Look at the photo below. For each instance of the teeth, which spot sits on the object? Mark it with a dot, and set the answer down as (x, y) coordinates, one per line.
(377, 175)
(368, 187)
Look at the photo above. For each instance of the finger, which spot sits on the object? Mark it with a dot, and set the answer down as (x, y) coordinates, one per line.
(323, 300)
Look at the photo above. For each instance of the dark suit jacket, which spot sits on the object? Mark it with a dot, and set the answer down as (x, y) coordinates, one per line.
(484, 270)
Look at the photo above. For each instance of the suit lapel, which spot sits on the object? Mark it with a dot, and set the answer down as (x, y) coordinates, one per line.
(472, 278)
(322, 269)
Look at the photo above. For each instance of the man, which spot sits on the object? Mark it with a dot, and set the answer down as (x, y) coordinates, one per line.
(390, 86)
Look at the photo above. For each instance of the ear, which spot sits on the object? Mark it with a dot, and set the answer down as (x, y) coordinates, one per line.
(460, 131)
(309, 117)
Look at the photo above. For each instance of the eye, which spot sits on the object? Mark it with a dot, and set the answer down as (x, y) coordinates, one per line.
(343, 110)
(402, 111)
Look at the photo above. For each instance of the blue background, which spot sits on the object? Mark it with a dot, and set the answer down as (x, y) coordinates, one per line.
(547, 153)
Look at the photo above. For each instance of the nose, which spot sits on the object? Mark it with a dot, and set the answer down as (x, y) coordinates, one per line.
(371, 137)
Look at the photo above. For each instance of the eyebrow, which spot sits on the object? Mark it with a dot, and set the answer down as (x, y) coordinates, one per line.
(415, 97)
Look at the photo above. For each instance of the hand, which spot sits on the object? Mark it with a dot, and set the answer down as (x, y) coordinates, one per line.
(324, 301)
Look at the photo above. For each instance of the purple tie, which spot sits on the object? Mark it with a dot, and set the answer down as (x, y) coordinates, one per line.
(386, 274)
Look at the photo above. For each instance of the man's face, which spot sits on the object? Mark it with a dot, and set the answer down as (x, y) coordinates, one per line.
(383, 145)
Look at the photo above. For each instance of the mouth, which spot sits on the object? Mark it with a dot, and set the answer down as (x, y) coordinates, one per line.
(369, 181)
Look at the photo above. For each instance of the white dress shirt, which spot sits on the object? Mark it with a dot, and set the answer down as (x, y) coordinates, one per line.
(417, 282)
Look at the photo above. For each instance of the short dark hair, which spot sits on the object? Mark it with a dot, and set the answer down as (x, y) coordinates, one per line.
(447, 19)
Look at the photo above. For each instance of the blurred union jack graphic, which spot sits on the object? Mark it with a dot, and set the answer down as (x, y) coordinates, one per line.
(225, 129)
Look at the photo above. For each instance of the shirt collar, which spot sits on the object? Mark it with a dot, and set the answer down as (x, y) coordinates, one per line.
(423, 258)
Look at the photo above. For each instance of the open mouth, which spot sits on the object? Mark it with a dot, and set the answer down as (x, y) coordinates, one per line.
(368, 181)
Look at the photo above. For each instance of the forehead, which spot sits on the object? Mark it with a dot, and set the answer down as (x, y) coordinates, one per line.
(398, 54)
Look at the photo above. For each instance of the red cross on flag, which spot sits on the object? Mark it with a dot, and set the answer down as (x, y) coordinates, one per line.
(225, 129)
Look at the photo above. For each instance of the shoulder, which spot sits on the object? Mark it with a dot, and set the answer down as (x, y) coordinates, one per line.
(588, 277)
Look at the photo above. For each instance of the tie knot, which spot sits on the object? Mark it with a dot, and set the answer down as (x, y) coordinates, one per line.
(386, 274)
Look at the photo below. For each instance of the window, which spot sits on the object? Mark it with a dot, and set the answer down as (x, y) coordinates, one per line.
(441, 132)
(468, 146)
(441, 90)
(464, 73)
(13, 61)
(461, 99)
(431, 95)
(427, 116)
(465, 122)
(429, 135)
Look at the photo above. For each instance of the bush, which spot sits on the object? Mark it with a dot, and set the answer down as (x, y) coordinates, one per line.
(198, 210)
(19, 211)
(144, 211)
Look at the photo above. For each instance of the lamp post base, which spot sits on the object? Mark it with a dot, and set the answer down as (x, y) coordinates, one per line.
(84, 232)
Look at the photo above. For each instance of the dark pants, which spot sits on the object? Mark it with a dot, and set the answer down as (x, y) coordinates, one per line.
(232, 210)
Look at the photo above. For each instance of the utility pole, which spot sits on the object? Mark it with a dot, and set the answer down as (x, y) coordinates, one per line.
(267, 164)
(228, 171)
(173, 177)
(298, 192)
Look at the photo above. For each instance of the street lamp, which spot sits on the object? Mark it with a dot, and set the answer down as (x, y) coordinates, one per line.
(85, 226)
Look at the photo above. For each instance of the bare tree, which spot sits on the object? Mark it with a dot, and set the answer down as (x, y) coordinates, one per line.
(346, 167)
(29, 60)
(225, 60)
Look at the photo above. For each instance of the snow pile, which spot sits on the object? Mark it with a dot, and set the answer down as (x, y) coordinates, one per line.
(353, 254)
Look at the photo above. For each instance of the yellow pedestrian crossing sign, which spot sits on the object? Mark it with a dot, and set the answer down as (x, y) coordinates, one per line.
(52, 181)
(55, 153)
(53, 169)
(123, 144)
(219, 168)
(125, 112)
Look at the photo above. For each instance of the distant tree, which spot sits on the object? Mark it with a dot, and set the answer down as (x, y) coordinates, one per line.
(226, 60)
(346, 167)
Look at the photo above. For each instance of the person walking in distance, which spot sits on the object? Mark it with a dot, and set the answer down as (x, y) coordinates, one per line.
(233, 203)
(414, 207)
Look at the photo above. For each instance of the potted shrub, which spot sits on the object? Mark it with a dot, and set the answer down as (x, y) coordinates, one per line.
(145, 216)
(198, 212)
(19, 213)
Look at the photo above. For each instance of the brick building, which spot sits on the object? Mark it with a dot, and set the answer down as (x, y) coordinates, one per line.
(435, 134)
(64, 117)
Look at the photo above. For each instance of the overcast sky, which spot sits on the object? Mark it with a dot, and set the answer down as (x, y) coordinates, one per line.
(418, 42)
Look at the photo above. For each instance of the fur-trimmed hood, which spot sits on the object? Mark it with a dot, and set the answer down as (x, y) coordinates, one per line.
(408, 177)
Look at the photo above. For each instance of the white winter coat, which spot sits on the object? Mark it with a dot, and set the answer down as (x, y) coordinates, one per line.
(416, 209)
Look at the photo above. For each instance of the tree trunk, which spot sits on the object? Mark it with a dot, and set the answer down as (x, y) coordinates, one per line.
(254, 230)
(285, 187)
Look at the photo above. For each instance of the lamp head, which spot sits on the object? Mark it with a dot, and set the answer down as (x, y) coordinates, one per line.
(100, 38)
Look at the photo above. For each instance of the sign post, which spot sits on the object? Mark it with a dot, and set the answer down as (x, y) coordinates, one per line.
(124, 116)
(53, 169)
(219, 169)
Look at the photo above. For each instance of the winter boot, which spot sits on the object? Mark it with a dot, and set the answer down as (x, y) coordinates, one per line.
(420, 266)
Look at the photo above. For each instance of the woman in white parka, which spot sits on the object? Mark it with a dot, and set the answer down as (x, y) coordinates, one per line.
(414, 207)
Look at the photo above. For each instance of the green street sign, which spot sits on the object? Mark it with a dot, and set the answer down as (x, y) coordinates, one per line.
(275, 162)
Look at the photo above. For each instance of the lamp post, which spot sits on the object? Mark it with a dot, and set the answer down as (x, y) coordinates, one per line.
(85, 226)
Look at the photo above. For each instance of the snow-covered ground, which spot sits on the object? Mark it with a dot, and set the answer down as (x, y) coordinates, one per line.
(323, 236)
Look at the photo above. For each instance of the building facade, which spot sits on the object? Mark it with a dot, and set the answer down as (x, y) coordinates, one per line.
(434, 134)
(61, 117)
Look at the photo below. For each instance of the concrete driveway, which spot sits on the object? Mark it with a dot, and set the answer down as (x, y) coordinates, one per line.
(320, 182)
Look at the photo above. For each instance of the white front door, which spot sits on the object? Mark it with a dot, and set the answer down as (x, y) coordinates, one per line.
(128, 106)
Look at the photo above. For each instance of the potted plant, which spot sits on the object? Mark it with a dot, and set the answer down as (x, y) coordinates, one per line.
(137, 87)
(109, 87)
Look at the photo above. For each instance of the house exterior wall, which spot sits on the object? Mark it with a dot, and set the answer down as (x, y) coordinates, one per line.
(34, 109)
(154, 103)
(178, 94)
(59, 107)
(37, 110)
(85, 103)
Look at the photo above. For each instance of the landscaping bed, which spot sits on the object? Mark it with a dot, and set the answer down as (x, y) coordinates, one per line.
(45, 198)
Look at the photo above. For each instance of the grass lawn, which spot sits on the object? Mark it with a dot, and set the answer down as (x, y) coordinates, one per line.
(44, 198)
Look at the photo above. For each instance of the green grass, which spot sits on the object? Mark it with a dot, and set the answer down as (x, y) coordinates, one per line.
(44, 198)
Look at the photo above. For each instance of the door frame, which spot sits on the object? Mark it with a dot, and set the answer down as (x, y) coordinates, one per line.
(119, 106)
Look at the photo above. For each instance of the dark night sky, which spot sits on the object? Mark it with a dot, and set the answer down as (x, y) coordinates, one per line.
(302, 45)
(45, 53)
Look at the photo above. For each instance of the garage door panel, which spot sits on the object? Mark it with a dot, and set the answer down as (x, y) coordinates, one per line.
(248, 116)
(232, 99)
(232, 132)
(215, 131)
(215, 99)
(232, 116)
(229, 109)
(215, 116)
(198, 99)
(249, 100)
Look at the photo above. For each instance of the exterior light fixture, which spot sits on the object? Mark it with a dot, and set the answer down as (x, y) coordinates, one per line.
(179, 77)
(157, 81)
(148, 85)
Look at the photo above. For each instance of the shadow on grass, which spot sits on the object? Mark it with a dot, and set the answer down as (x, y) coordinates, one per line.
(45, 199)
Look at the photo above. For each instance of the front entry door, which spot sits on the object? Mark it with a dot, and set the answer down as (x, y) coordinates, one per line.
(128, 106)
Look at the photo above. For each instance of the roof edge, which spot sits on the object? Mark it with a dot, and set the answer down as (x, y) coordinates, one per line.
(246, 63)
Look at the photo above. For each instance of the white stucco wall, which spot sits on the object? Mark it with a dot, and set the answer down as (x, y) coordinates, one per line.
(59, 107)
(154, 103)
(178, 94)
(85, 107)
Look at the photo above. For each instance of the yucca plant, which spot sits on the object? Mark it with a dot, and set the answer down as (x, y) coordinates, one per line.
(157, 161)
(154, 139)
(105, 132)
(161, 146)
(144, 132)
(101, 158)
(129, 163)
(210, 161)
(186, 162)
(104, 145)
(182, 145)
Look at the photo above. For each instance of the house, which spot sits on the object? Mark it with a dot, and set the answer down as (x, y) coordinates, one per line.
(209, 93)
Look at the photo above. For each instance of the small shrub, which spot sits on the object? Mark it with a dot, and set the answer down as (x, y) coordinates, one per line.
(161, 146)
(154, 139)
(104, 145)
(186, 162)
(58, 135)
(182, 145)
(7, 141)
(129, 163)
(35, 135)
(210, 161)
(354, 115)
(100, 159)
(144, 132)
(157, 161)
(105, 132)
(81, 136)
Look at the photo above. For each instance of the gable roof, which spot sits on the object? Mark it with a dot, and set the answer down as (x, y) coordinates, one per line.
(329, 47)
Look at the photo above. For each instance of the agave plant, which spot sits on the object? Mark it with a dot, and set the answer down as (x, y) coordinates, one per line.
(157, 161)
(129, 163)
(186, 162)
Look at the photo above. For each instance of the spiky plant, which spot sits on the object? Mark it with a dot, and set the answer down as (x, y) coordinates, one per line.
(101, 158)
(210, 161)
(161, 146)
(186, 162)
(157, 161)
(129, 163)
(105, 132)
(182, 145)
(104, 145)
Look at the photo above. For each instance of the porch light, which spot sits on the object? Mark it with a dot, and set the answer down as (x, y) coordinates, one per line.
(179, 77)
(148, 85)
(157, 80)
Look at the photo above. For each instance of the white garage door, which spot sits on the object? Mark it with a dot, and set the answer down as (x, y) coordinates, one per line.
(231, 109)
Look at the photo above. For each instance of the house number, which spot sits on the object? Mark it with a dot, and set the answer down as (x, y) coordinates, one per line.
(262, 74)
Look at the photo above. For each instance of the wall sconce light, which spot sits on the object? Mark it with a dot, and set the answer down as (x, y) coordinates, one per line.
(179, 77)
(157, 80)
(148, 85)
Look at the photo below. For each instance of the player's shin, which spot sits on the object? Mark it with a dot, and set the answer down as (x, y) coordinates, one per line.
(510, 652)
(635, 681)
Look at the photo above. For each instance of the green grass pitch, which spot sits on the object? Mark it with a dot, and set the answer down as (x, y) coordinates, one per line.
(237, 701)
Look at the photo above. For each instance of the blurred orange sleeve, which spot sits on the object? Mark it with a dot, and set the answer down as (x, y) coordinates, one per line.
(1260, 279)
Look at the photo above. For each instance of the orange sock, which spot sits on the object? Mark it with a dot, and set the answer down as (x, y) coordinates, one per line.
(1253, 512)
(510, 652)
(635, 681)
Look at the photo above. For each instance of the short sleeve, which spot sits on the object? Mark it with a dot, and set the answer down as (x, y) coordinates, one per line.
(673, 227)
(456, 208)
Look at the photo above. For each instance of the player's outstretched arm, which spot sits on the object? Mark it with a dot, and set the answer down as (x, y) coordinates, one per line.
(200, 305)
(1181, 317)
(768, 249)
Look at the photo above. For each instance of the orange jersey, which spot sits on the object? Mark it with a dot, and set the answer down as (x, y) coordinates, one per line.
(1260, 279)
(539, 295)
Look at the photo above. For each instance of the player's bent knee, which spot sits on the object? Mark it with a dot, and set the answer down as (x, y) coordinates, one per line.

◇ ◇ ◇ ◇

Problem to work on → Print exactly the lines from the one with "short sleeve, which" through the end of the data, inclusive.

Solution to this exercise →
Look at the photo above. For each instance of the short sleeve, which spot sits on the object? Mark it with a dot, and set the answer down as (x, y) coordinates, one per line.
(673, 227)
(456, 208)
Look at the photo above. For each instance of the player's outstretched arm, which spot sits on the object? Mark it with a dot, and set the answer down as (x, y) coordinates, one per line.
(200, 305)
(1181, 317)
(768, 249)
Look at the photo above. For each instance of the orange jersey, which spot sits on the object? Mark it with a dot, and set the answer down as (x, y) coordinates, one per line.
(1260, 279)
(539, 295)
Look at the photo above. For each instance of the player's bent knee, which spot sits on the object? Mark it with a dot, and set the answer down as (x, y) coordinates, one per line.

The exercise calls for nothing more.